Work required
One exact copy of the listing, minus the images, is the required answer.

Provided information
● ● ●

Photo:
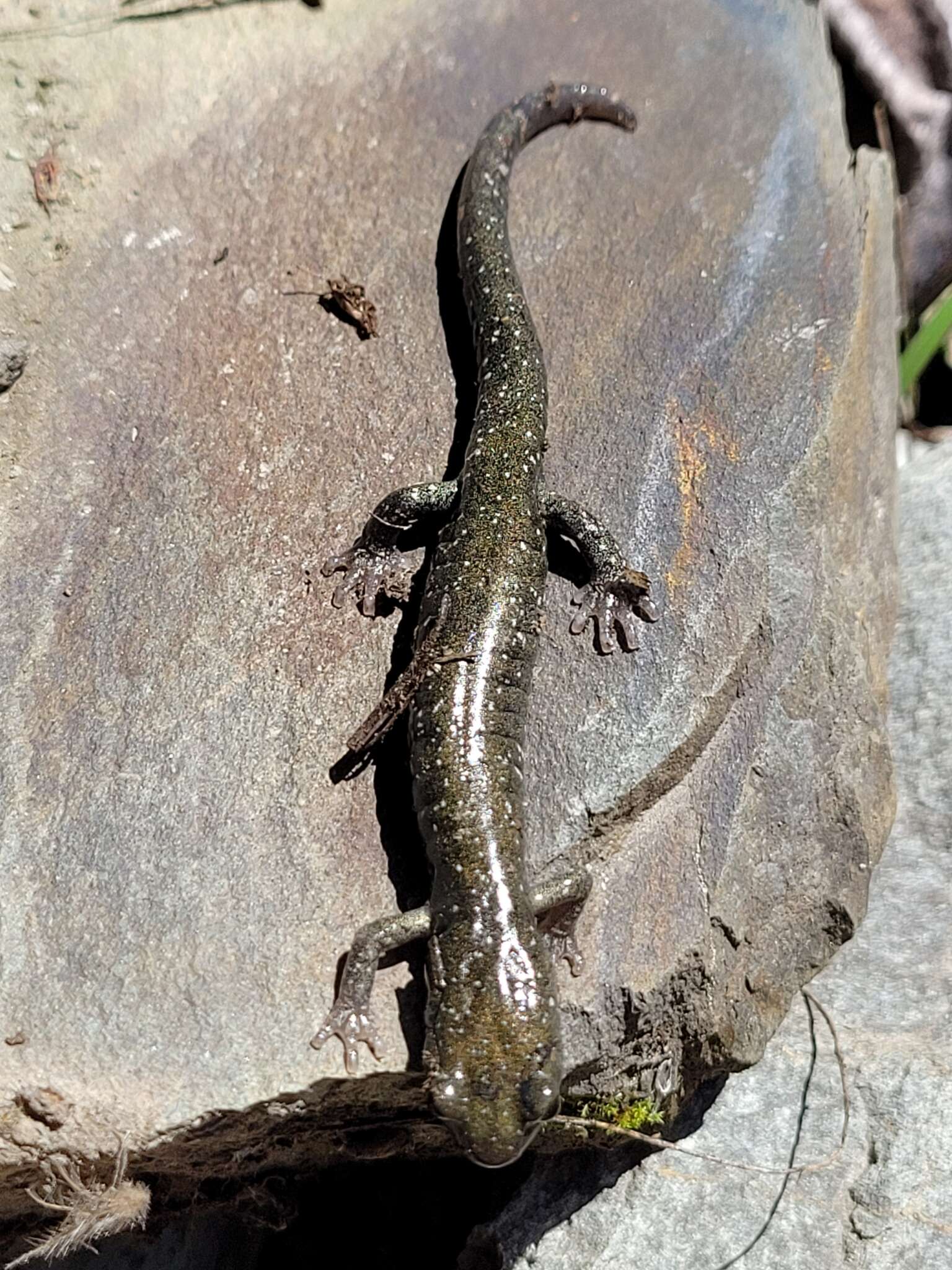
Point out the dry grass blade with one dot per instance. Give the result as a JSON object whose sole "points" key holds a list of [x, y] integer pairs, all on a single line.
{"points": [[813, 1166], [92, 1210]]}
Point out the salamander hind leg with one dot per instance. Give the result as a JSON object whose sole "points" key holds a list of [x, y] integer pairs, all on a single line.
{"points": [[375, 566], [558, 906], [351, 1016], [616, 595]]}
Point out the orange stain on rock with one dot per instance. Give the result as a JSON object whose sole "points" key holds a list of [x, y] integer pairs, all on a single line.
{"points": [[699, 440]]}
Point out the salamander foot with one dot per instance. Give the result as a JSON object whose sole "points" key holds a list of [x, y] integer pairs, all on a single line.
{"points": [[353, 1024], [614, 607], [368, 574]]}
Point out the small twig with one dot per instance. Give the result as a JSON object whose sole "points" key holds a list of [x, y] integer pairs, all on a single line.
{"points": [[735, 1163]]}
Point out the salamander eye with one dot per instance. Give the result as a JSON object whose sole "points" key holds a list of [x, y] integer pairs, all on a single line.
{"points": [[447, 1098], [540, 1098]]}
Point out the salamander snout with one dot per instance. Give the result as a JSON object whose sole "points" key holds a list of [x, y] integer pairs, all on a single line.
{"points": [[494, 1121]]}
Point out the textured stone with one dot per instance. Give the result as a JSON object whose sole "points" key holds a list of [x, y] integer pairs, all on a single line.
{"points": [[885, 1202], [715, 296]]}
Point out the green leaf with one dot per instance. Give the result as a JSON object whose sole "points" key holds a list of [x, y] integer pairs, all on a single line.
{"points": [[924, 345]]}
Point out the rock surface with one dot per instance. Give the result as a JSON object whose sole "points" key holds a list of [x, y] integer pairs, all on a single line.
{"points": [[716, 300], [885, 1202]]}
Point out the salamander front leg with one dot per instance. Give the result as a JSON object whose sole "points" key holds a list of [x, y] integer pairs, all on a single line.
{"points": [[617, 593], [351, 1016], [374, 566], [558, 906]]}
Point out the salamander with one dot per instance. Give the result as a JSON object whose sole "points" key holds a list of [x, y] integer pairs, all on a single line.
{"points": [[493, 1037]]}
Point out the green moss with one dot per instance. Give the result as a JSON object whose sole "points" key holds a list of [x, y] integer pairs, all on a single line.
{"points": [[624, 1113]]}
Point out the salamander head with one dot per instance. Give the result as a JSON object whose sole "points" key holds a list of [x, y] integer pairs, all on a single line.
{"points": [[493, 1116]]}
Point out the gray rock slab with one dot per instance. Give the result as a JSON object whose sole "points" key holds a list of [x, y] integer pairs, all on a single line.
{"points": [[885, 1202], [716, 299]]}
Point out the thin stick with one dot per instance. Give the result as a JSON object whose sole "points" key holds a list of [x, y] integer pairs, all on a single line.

● ● ●

Response
Photo:
Point out the dry grass blade with one dot per instance. Give the result as a JSON object whose sole "points" key holds a list of [x, y] integer pairs, all on a single line.
{"points": [[813, 1166], [92, 1210]]}
Point out the salamander hind leg with one dot per instance. Give the result as a JSON object whose sole "points" key holds a list of [x, y] integer pairs, all on a single line.
{"points": [[375, 566], [558, 906], [351, 1016], [616, 595]]}
Point out the orange stain on rock with one dot per instance. Give the result as a JSON object whose sole "points" key holds a list of [x, y] integer pairs, all on a single line.
{"points": [[699, 440]]}
Point out the salamander foot with one dot per instance. Give the result as a JSON object whose sole "points" key holds a list of [x, y] integer pairs, all on a single line.
{"points": [[353, 1024], [614, 607], [368, 574]]}
Point out the small twig with one dot per instance. Give the result as a JSON object whose sole "points" key holds a list of [x, y] integer pairs, all on a single line.
{"points": [[735, 1163]]}
Point out the salamander eye with one dot per instance. Give the result as a JSON object whose sole "points" key holds a list of [x, y] integer pairs, all on a single line.
{"points": [[447, 1098], [540, 1098]]}
Point out the salamander snout with one dot per instance. Give the result as a JSON object whose sole "points" key holds a list of [x, y] integer pairs, all on a single line.
{"points": [[494, 1121]]}
Point out the textured stone with one dot per instance. Give the result as a JSON object whose sole "points" key holds a list of [x, y] integer pairs, all on a single line.
{"points": [[885, 1202], [715, 296]]}
Point out the green leaf with one dot per instance. Give the result as a JSON object whose sole "points" key holds a list of [x, y] integer pairs, all on a single line.
{"points": [[924, 345]]}
Point out the rock surface with one dot per instance. Give the result as a JSON object whose sole "points" key holds a list of [x, y] integer pairs, all on a single line.
{"points": [[716, 300], [885, 1202]]}
Point out the salamander front leg with one dot per instance. Give the result as a JSON object whose sole "points" key holds a list of [x, y] integer pairs, all on a single line.
{"points": [[617, 593], [351, 1016], [374, 566], [558, 906]]}
Point out the salamander with one dot per instance. Give the result as a JSON object whose sole "points" key holds a list of [x, y] integer pairs, all on a single line.
{"points": [[493, 1037]]}
Point out the green moss with one dot per instance. Give the result as a JSON object whose sole "points" key holds a list of [x, y] integer pairs, all on a single line.
{"points": [[624, 1113]]}
Point out the salamander head with one dot per instance. Give the result as a JSON object whose sole "points" key holds a list of [x, y] integer pairs, all on a single line.
{"points": [[493, 1116]]}
Point out the gray rock slab with one dot per instance. Give the result as a JSON object whose sole "points" key holds a list of [x, y] integer pairs, all on a single line.
{"points": [[885, 1202], [716, 299]]}
Point out the thin stick with one dot per instance. Give the result as a JSON object whose sole "points" key holds a list of [x, y] integer pairs, all on a single line.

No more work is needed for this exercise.